» Task description
Retype the entries word for word, leaving nothing out.

» Source material
-=-=-=-=-

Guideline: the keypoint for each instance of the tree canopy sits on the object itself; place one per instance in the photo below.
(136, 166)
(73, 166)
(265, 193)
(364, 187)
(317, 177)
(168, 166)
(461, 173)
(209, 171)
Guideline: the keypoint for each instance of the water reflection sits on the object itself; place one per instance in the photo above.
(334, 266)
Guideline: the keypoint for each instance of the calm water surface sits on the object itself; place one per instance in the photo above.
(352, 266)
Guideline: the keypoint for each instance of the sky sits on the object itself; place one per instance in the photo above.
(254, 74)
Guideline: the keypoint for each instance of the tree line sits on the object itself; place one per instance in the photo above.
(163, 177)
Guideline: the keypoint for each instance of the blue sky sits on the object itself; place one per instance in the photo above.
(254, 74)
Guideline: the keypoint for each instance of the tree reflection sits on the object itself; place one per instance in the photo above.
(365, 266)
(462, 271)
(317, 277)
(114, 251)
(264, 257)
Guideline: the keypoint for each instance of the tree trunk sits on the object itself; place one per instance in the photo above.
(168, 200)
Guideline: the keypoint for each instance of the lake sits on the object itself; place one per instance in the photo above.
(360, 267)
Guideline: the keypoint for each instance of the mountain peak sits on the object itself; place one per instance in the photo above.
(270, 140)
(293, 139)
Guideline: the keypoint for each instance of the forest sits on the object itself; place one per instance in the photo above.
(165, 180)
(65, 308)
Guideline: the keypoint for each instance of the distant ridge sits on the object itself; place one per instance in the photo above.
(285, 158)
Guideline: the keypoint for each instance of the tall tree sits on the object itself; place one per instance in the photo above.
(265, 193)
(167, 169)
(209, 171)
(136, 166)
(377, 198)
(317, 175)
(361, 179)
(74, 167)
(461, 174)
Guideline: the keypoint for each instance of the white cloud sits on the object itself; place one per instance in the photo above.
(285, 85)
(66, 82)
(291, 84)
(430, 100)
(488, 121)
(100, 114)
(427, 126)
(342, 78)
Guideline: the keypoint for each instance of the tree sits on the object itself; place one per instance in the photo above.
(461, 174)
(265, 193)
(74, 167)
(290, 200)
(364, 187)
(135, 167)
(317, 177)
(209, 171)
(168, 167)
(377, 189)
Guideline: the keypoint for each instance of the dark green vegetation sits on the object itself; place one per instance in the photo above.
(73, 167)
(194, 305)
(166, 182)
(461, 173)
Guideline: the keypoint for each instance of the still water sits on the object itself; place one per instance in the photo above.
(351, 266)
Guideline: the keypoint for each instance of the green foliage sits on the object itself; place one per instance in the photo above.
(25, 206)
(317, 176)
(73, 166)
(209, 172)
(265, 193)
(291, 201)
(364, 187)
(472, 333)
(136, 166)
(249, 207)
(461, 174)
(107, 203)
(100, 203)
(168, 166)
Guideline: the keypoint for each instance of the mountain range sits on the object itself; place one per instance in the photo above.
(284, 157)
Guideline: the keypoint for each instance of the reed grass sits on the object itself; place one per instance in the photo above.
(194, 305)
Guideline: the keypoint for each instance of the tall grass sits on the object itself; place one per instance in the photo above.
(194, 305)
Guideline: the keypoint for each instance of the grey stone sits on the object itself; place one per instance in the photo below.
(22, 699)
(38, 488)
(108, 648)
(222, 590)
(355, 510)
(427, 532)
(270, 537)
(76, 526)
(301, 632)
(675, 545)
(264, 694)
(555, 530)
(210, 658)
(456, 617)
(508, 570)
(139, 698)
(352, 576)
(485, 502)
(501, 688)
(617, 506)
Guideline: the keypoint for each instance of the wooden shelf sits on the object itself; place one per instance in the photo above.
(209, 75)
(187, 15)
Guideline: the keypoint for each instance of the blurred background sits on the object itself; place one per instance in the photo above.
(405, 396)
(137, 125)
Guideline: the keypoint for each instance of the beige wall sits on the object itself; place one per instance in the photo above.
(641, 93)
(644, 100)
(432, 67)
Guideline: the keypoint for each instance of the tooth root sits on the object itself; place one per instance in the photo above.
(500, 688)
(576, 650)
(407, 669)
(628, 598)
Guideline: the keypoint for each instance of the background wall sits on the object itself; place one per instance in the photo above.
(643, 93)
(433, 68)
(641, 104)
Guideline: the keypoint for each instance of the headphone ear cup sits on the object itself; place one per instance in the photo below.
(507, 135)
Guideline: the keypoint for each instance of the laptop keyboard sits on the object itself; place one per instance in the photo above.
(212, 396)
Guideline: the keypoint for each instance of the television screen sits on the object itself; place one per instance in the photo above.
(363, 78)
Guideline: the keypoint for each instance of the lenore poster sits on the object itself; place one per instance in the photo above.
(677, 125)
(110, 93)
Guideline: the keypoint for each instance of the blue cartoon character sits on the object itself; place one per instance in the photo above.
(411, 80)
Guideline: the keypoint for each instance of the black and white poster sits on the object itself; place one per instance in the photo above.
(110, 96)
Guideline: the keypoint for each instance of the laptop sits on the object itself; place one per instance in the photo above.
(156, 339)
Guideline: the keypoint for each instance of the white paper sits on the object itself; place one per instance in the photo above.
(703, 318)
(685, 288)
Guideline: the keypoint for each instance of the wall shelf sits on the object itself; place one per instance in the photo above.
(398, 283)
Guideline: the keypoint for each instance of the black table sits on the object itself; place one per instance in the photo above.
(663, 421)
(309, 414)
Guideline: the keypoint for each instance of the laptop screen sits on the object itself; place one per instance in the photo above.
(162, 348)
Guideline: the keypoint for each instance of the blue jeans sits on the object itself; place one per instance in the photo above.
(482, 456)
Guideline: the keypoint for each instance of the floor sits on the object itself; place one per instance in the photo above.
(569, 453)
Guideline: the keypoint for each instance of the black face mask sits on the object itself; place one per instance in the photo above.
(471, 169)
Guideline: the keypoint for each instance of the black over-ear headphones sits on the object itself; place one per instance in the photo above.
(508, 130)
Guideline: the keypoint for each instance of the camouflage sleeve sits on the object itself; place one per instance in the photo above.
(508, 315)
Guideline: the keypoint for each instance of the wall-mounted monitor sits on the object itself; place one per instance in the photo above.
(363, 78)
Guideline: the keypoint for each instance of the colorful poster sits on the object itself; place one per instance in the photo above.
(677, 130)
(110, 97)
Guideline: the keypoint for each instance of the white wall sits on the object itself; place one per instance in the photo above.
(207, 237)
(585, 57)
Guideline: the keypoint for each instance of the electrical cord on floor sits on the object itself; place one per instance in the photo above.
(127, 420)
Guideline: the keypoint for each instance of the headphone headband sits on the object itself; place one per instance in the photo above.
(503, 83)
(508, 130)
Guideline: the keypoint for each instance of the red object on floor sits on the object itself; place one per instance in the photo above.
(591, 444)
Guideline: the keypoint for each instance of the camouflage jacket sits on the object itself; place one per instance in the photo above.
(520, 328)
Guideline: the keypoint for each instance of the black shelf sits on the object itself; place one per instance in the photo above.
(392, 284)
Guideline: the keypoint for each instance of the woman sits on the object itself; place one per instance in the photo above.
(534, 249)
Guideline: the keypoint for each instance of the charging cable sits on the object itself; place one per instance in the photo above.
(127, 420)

-=-=-=-=-

» Answer space
Guideline: the keypoint for each instance of the tree canopy sits on the object itself; place one per instance in the photo below.
(136, 166)
(73, 166)
(265, 193)
(364, 187)
(317, 177)
(168, 166)
(461, 173)
(209, 171)
Guideline: the keypoint for each instance of the water reflection sits on the object itself; place one per instance in the photo above.
(334, 266)
Guideline: the keypoint for each instance of the calm water surface sits on the object itself; place one per instance in the photo above.
(352, 266)
Guideline: the keypoint for each instance of the sky sits on the object itself; place one per instance in the photo above.
(254, 74)
Guideline: the keypoint for each instance of the tree line sits on the object itself; place one per instance in the photo above.
(163, 177)
Guideline: the keypoint for each instance of the blue sky sits on the object itself; place one per instance in the photo above.
(254, 74)
Guideline: the keypoint for each instance of the tree reflection sits on the object itself; place one per instance in the photo above.
(365, 266)
(462, 271)
(317, 277)
(114, 251)
(264, 257)
Guideline: the keypoint for each instance of the tree trunk sits on the object itself; place one per instance in the photo above.
(168, 200)
Guideline: the keypoint for each instance of the lake sits on the object itself; place one per instance in the photo above.
(360, 267)
Guideline: the keypoint for each instance of the mountain peak sits on the object itself; place one per instance in the photo above.
(270, 140)
(293, 139)
Guideline: the keypoint for each instance of the forest sits on the object itself; place one per instance in the photo above.
(165, 180)
(65, 308)
Guideline: the keypoint for each instance of the distant ridge sits on the object itself; place one per instance in the photo above.
(285, 158)
Guideline: the keypoint for each instance of the tall tree sits on the object itself; place one per instance in the photo above.
(265, 193)
(167, 169)
(209, 171)
(136, 166)
(377, 198)
(317, 175)
(361, 179)
(74, 167)
(461, 174)
Guideline: the keypoint for each instance of the white cloud sits on the object itself; place one per instance in the photo above.
(285, 85)
(66, 82)
(291, 84)
(430, 100)
(488, 121)
(100, 114)
(427, 126)
(342, 78)
Guideline: the keypoint for each instance of the tree sits on the object itself; place one per instance in the photo above.
(461, 174)
(265, 193)
(74, 167)
(290, 200)
(364, 187)
(135, 167)
(317, 177)
(209, 171)
(168, 167)
(377, 189)
Guideline: the keypoint for each instance of the dark green vegetation sits on the object itself; place one per instance in the photo above.
(73, 167)
(194, 305)
(166, 182)
(461, 173)
Guideline: the keypoint for each instance of the still water sits on the object itself; place one per instance in the photo above.
(351, 266)
Guideline: the keypoint for each instance of the green foliage sits on the object itself; place one per instance in the photo above.
(25, 206)
(317, 176)
(73, 166)
(209, 172)
(265, 193)
(291, 201)
(364, 187)
(472, 333)
(136, 166)
(249, 207)
(461, 174)
(107, 203)
(100, 203)
(168, 166)
Guideline: the keypoint for each instance of the mountain range sits on the object itself; place one per instance in the photo above.
(284, 157)
Guideline: the keypoint for each instance of the reed grass sits on the object itself; place one per instance in the photo above.
(194, 305)
Guideline: the keypoint for each instance of the tall grass sits on the object itself; place one per instance in the photo above.
(194, 305)
Guideline: the keypoint for each instance of the grey stone sits on the object itself; place one per instance in the photo below.
(22, 699)
(38, 488)
(108, 648)
(222, 590)
(355, 510)
(427, 532)
(270, 537)
(76, 526)
(301, 632)
(675, 545)
(264, 694)
(555, 530)
(210, 658)
(456, 617)
(508, 570)
(139, 698)
(352, 576)
(485, 502)
(501, 688)
(617, 506)
Guideline: the keypoint for each instance of the wooden shelf sits on the object itself; place one per instance in the photo above.
(209, 75)
(187, 15)
Guideline: the keypoint for each instance of the blurred background sits on the object itself; place one per instance in the photo above.
(405, 396)
(137, 125)
Guideline: the keypoint for each instance of the beige wall sits on the object itself; place one per instance in the photo above.
(641, 93)
(644, 100)
(432, 67)
Guideline: the keypoint for each instance of the tooth root sits on the object itself; place one per instance in the photo above.
(500, 688)
(576, 650)
(407, 669)
(628, 598)
Guideline: the keypoint for each instance of the background wall sits on the object itself; place one per instance in the photo above.
(643, 93)
(433, 68)
(641, 104)
Guideline: the keypoint for each instance of the headphone ear cup sits on the object itself; place one per instance in the photo below.
(507, 135)
Guideline: the keypoint for each instance of the laptop keyboard sits on the object itself; place one per instance in the photo above.
(212, 396)
Guideline: the keypoint for each instance of the television screen sits on the object itself; place one per instance in the photo above.
(363, 78)
Guideline: the keypoint for each instance of the lenore poster sits on the object itself; place one per instance in the photo above.
(677, 125)
(110, 93)
Guideline: the keypoint for each instance of the blue cartoon character sits on the object itself; place one per instance in the photo above.
(411, 80)
Guideline: the keypoint for each instance of the black and white poster sits on the object itself; place one per instance in the photo above.
(110, 96)
Guideline: the keypoint for each instance of the laptop sits on the object itself; place one per instance in the photo above.
(156, 339)
Guideline: the keypoint for each instance of the white paper sits on the object itself; place one per instance in the photo above.
(703, 318)
(685, 288)
Guideline: the keypoint for each instance of the wall shelf sits on the object itself; place one per instance in the photo above.
(398, 283)
Guideline: the keypoint for each instance of the black table sits on the object itself; place one per instance in the photo above.
(663, 421)
(309, 414)
Guideline: the keypoint for each instance of the laptop screen sits on the object itself; place one per instance in the photo above.
(162, 348)
Guideline: the keypoint for each instance of the blue jeans sits on the object itself; place one per instance in the photo above.
(482, 456)
Guideline: the keypoint for each instance of the floor sits on the object itself; place one per instance in the photo above.
(569, 453)
Guideline: the keypoint for each instance of the black face mask sits on the object itself; place one per instance in the photo above.
(471, 169)
Guideline: the keypoint for each instance of the black over-ear headphones sits on the object itself; place one per instance in the photo above.
(508, 130)
Guideline: the keypoint for each instance of the camouflage sleeve sits on the object itself; place one per instance in the photo above.
(508, 315)
Guideline: the keypoint for each instance of the wall-mounted monitor sits on the object itself; place one per instance in the photo above.
(363, 78)
Guideline: the keypoint for each instance of the colorful poster sits on the object itself; place one per instance in the photo above.
(677, 130)
(110, 97)
Guideline: the keypoint for each instance of the white wall sits on the object itself; place one per instance in the photo above.
(207, 237)
(585, 57)
Guideline: the keypoint for each instance of the electrical cord on floor sits on the object itself; place one per instance in the photo above.
(127, 420)
Guideline: the keypoint for each instance of the headphone headband sits on the object itself; place one per instance in the photo above.
(503, 83)
(508, 130)
Guideline: the keypoint for each instance of the red object on floor sits on the object itself; place one per instance in the photo above.
(591, 444)
Guideline: the keypoint for each instance of the camouflage jacket sits on the object itself; place one per instance in the photo above.
(520, 328)
Guideline: the keypoint for each instance of the black shelf sits on the object itself; place one per instance in the photo above.
(392, 284)
Guideline: the keypoint for each instance of the woman sits on the object itself; place one per instance in the photo above.
(534, 249)
Guideline: the keypoint for each instance of the charging cable sits on the object itself; place one per instance in the photo above.
(127, 420)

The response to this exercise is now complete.